Exercise brief
In these records, how many lines contain "ground"? Please reply with the number only.

Records
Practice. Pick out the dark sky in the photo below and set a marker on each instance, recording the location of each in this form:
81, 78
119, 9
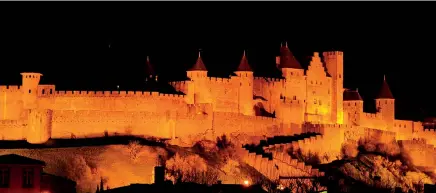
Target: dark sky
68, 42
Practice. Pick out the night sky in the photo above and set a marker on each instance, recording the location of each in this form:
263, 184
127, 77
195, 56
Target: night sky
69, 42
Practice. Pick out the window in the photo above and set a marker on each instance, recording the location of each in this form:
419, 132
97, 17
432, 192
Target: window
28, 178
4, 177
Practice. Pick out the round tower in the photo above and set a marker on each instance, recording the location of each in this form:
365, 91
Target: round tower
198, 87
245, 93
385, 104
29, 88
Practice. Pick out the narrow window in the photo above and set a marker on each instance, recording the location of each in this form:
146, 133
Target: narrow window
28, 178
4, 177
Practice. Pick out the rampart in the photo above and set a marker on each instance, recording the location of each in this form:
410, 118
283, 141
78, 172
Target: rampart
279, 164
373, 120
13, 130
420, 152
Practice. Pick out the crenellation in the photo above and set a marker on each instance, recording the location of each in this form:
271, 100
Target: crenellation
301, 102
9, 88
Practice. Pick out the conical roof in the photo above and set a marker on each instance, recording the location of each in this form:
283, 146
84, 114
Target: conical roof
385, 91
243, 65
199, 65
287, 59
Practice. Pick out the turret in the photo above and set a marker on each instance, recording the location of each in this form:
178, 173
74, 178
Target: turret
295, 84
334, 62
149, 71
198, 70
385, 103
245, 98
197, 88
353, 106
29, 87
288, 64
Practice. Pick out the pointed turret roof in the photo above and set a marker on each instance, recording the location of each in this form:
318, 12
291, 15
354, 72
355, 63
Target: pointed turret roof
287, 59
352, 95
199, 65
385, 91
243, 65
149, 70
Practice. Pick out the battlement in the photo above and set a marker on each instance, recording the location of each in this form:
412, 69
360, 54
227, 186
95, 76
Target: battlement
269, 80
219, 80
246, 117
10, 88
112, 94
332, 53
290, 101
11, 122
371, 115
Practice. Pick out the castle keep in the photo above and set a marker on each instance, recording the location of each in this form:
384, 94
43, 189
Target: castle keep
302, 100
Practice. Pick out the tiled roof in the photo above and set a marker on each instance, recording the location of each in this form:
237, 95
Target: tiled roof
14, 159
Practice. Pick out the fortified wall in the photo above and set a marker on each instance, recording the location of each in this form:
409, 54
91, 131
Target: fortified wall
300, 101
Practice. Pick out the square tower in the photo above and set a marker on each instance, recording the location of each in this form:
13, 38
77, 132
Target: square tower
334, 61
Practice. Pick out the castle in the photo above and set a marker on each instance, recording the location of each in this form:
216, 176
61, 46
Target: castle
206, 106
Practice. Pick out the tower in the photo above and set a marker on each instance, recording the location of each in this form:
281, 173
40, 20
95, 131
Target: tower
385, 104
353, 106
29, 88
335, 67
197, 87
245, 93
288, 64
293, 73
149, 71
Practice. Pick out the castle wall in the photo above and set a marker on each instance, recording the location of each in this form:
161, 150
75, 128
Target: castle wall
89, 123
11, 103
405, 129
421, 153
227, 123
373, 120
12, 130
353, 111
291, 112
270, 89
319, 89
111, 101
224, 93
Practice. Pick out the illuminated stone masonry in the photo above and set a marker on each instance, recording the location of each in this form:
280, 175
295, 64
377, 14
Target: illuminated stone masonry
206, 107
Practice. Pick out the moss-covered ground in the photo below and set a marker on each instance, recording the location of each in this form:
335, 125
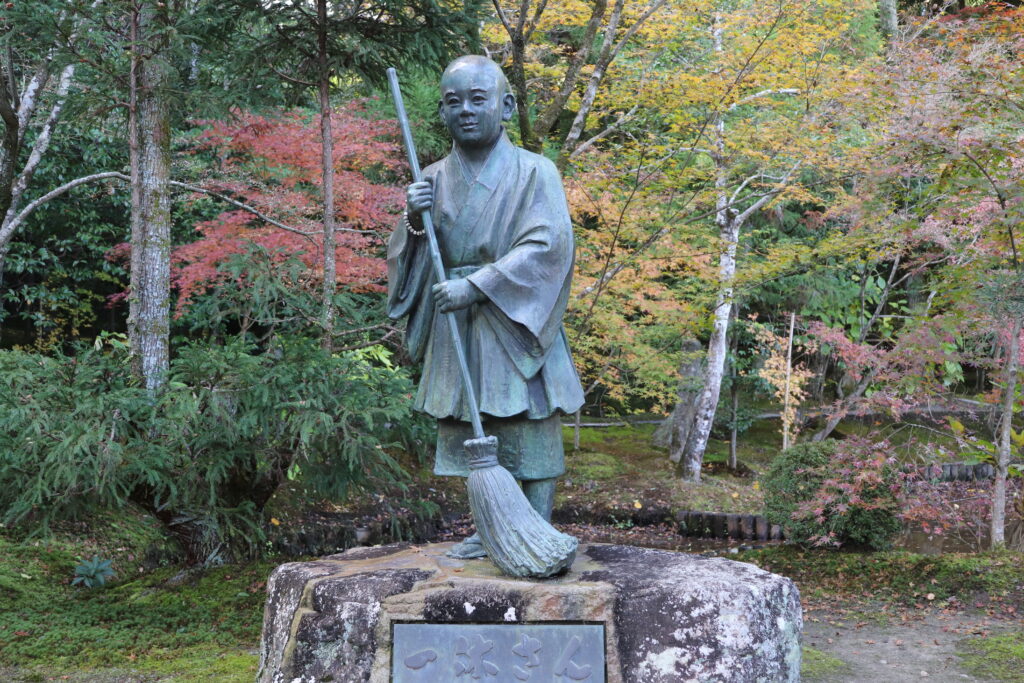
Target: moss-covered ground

Your solution
2